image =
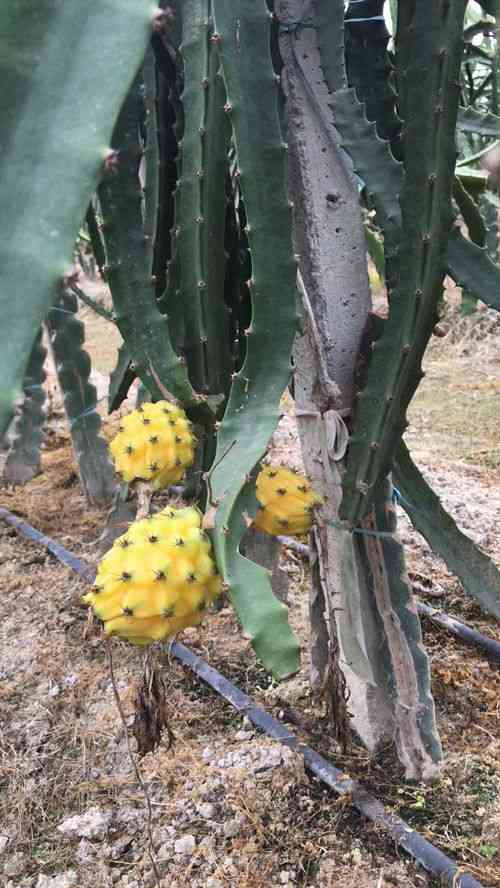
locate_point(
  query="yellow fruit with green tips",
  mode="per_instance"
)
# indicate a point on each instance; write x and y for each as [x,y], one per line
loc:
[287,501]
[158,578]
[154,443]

==

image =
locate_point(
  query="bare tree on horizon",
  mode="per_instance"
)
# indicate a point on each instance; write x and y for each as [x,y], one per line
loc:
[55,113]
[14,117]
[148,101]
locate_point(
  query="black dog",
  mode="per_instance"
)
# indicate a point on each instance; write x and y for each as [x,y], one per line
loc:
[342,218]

==

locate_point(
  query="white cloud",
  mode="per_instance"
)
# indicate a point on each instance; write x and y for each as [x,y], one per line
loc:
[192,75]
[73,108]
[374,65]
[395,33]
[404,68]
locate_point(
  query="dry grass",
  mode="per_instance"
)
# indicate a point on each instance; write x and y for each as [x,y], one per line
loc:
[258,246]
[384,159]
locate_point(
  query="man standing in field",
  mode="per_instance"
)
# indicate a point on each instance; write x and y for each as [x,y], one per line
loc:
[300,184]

(WHAT YOU NEED TO DO):
Locate each line of the data above that contains the string "query" and copy those lines.

(CORRECT OUTPUT):
  query="yellow fruit with green tips",
  query="bare tree on horizon",
  query="black dog",
  query="white cloud",
  query="dry grass",
  query="man standing in field",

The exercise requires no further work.